**Exercise:** Return all of the entries, keeping every word and mark as it is.

··· Data in this exercise

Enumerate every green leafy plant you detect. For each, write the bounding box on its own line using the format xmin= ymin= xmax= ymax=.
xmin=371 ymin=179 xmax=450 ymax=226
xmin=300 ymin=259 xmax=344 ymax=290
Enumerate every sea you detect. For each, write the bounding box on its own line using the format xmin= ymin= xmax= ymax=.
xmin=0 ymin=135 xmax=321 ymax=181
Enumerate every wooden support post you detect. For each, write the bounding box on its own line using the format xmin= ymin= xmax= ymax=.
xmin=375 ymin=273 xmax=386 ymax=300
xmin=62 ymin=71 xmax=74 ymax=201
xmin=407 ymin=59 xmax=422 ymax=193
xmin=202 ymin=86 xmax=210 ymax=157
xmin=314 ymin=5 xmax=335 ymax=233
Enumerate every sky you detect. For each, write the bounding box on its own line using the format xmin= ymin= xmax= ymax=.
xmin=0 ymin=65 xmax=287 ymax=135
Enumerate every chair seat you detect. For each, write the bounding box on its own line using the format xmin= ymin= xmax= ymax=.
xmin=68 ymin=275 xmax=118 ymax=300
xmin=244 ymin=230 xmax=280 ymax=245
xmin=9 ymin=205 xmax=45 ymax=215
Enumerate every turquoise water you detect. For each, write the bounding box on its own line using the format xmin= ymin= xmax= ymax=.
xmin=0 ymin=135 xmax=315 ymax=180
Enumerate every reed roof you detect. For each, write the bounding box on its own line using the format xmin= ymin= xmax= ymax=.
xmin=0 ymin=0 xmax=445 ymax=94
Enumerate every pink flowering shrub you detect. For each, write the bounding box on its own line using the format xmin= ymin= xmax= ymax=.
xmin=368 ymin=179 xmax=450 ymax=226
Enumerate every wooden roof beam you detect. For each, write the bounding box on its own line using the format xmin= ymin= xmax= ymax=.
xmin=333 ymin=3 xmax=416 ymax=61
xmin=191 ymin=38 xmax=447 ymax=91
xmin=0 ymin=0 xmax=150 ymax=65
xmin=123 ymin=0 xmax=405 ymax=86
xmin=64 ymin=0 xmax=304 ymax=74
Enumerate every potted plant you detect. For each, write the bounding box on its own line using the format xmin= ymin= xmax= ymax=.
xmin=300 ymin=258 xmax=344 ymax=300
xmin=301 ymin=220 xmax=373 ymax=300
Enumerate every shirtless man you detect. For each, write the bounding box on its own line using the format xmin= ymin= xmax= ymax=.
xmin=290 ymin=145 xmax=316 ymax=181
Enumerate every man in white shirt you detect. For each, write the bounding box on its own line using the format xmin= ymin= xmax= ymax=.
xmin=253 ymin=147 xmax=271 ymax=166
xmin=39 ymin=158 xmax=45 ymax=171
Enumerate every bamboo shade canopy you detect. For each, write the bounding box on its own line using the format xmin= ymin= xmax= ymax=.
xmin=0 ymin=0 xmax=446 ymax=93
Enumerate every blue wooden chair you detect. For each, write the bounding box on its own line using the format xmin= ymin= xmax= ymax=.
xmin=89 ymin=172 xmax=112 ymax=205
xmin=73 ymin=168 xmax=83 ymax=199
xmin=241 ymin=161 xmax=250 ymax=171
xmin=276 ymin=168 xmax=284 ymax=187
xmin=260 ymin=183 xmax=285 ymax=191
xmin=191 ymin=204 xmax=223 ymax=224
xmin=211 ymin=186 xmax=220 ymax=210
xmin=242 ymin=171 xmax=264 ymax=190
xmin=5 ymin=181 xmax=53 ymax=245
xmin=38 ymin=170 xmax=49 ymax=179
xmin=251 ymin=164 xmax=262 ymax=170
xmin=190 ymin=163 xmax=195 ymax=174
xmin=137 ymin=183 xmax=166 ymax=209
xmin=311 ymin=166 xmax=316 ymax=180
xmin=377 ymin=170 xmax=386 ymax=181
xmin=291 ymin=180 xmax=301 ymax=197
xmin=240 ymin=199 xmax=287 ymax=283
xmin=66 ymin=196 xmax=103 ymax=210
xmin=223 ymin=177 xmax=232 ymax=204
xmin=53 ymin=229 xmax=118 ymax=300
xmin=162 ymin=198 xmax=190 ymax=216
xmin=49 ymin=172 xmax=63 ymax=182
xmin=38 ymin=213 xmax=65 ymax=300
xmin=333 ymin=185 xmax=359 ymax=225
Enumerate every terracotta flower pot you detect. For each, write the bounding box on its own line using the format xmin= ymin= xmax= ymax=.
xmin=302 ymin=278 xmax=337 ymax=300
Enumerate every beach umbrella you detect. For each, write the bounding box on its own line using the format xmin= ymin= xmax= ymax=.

······

**Written response:**
Enumerate every green leafy plant you detect. For each, write the bounding box on its own line using the format xmin= ymin= xmax= ymax=.
xmin=371 ymin=179 xmax=450 ymax=226
xmin=300 ymin=259 xmax=344 ymax=290
Enumerate every sea you detect. For each, write the bounding box on its own line using the format xmin= ymin= xmax= ymax=.
xmin=0 ymin=135 xmax=321 ymax=181
Enumerate every wooden support post you detect. For each, write the bounding box on its own line using the format xmin= ymin= xmax= ymax=.
xmin=375 ymin=273 xmax=386 ymax=300
xmin=62 ymin=71 xmax=74 ymax=201
xmin=407 ymin=59 xmax=422 ymax=193
xmin=202 ymin=86 xmax=210 ymax=157
xmin=314 ymin=5 xmax=335 ymax=233
Enumerate every sky you detect. For each, write the bounding box on its own line using the format xmin= ymin= xmax= ymax=.
xmin=0 ymin=65 xmax=287 ymax=135
Enumerate every chair seat you detect. For each, write the bounding box on its own line using the format xmin= ymin= xmax= ymax=.
xmin=68 ymin=275 xmax=118 ymax=300
xmin=244 ymin=230 xmax=280 ymax=245
xmin=9 ymin=205 xmax=45 ymax=215
Enumerate every turquoise water you detect. For each, write the bounding box on its own line using the format xmin= ymin= xmax= ymax=.
xmin=0 ymin=135 xmax=315 ymax=180
Enumerate every reed roof you detect. For each, write the bounding box on its own line using the format xmin= ymin= xmax= ymax=.
xmin=0 ymin=0 xmax=445 ymax=94
Enumerate every pink flowering shrub you detect. For each, write the bounding box on its own line using the format xmin= ymin= xmax= ymax=.
xmin=368 ymin=179 xmax=450 ymax=226
Enumerate every wooden roof beam you detect. For each, write the bounding box on its own line using the format xmin= ymin= xmax= ymax=.
xmin=333 ymin=3 xmax=416 ymax=61
xmin=191 ymin=38 xmax=447 ymax=91
xmin=0 ymin=0 xmax=150 ymax=65
xmin=123 ymin=0 xmax=405 ymax=86
xmin=64 ymin=0 xmax=304 ymax=74
Enumerate every potted plant you detect. For each, write the bounding box on its own line using the format xmin= ymin= xmax= ymax=.
xmin=300 ymin=258 xmax=344 ymax=300
xmin=301 ymin=220 xmax=373 ymax=300
Enumerate every shirtless man you detect. For each, write the bounding box on its own line using the format xmin= ymin= xmax= ymax=.
xmin=290 ymin=145 xmax=316 ymax=181
Enumerate every man in white shirt you detect. For each, write the bounding box on its own line using the format xmin= ymin= xmax= ymax=.
xmin=253 ymin=147 xmax=271 ymax=166
xmin=39 ymin=158 xmax=45 ymax=171
Enumerate every bamboo shade canopy you detect. For each, write the bounding box on its own line using the format xmin= ymin= xmax= ymax=.
xmin=0 ymin=0 xmax=446 ymax=93
Enumerate every blue wooden chair you detect. For each, write the bounding box on its own line using the format xmin= ymin= xmax= ymax=.
xmin=89 ymin=172 xmax=112 ymax=205
xmin=73 ymin=168 xmax=83 ymax=199
xmin=241 ymin=161 xmax=250 ymax=171
xmin=276 ymin=168 xmax=284 ymax=187
xmin=260 ymin=183 xmax=285 ymax=191
xmin=191 ymin=204 xmax=223 ymax=224
xmin=211 ymin=186 xmax=220 ymax=210
xmin=242 ymin=171 xmax=264 ymax=190
xmin=5 ymin=181 xmax=53 ymax=245
xmin=38 ymin=170 xmax=49 ymax=179
xmin=251 ymin=164 xmax=262 ymax=170
xmin=190 ymin=163 xmax=195 ymax=174
xmin=137 ymin=183 xmax=166 ymax=209
xmin=311 ymin=166 xmax=316 ymax=180
xmin=377 ymin=170 xmax=386 ymax=181
xmin=291 ymin=180 xmax=301 ymax=197
xmin=240 ymin=199 xmax=287 ymax=283
xmin=66 ymin=196 xmax=103 ymax=210
xmin=223 ymin=177 xmax=232 ymax=204
xmin=53 ymin=229 xmax=118 ymax=300
xmin=162 ymin=198 xmax=190 ymax=216
xmin=49 ymin=172 xmax=63 ymax=182
xmin=38 ymin=213 xmax=65 ymax=300
xmin=333 ymin=185 xmax=359 ymax=225
Enumerate every terracotta flower pot you detect. For each, write the bounding box on its own line using the format xmin= ymin= xmax= ymax=.
xmin=302 ymin=278 xmax=337 ymax=300
Enumerate every beach umbrella you detect. For each, write the bounding box on its own line using the format xmin= ymin= xmax= ymax=.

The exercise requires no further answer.